Each of the entries should be retyped precisely as it appears.

__________________________________________________

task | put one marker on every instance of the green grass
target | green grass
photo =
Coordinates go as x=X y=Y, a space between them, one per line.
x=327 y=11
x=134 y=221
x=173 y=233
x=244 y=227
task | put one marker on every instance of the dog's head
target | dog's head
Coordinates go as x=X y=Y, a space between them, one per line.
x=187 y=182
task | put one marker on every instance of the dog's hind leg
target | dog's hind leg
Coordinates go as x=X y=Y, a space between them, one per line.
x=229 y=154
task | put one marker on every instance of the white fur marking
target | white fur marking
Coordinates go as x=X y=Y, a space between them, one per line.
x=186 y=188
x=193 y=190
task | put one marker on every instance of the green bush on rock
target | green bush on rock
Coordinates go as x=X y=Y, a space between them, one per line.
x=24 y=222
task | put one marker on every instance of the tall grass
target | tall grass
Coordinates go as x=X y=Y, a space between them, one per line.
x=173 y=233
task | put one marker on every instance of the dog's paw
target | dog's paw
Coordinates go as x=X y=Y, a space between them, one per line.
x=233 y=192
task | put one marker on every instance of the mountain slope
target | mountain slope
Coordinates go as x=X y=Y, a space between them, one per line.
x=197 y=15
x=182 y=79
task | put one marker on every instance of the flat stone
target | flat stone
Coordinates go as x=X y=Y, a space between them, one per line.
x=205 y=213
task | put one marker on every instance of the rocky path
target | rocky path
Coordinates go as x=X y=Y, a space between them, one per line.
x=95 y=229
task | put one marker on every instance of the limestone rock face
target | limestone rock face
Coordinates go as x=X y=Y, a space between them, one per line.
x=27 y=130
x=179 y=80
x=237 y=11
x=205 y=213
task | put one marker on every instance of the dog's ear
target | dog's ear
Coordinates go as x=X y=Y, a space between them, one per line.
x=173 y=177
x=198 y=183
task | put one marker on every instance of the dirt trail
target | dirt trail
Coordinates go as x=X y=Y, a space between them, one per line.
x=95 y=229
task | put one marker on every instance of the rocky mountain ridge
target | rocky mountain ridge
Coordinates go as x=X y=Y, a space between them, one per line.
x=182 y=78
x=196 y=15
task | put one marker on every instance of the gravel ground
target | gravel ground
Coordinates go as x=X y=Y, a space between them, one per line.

__________________________________________________

Your solution:
task | put one marker on every instance of the green grass
target | green grass
photo =
Coordinates go as x=X y=Y, a space between them, one per line.
x=327 y=11
x=134 y=221
x=173 y=233
x=244 y=227
task | put one marker on every instance of the dog's head
target | dog's head
Coordinates go as x=X y=Y, a space between them, one per line.
x=187 y=182
task | put one marker on every instance of the dog's hind leg
target | dog's hind leg
Coordinates go as x=X y=Y, a space between them, one per line.
x=229 y=154
task | put one marker on every instance of the white fur marking
target | white fur marking
Coordinates go as x=X y=Y, a space between them, one per line.
x=186 y=188
x=193 y=190
task | put one marker on every instance of the green bush on rock
target | green bush on rock
Coordinates go as x=X y=Y, a space between them, one per line.
x=24 y=222
task | put one marker on every instance of the tall grass
target | tall grass
Coordinates go as x=X y=Y, a space between them, one per line.
x=173 y=233
task | put one marker on every instance of the dog's paw
target | dog's paw
Coordinates go as x=X y=Y, a space between them, one per line.
x=233 y=192
task | put one marker on every instance of the mountain slope
target | mountain slope
Coordinates go as x=X y=Y, a space between them, one per line.
x=197 y=15
x=182 y=79
task | put one marker on every instance of the flat stone
target | flat stone
Coordinates go as x=X y=Y, a space between them, one per line.
x=205 y=213
task | put one marker on every instance of the rocky path
target | rocky path
Coordinates go as x=X y=Y, a space between them, one per line.
x=95 y=229
task | put one marker on every instance of the limestone rock face
target | limestone rock face
Coordinates go as x=X y=Y, a space between them, one per line.
x=27 y=130
x=179 y=80
x=237 y=11
x=205 y=213
task | put one marker on every instance of the dog's ear
target | dog's ear
Coordinates go as x=X y=Y, a space between them, one per line.
x=173 y=177
x=198 y=183
task | put one marker on every instance of the dirt trail
target | dirt trail
Coordinates go as x=X y=Y, a space between them, one per line.
x=95 y=229
task | put one marker on every instance of the rocky mountain ridge
target | rocky mountain ridge
Coordinates go as x=X y=Y, a space between them, one per line.
x=182 y=78
x=196 y=15
task | put one marker on every instance of the gravel ground
target | gravel ground
Coordinates go as x=X y=Y, a space between them, one per line.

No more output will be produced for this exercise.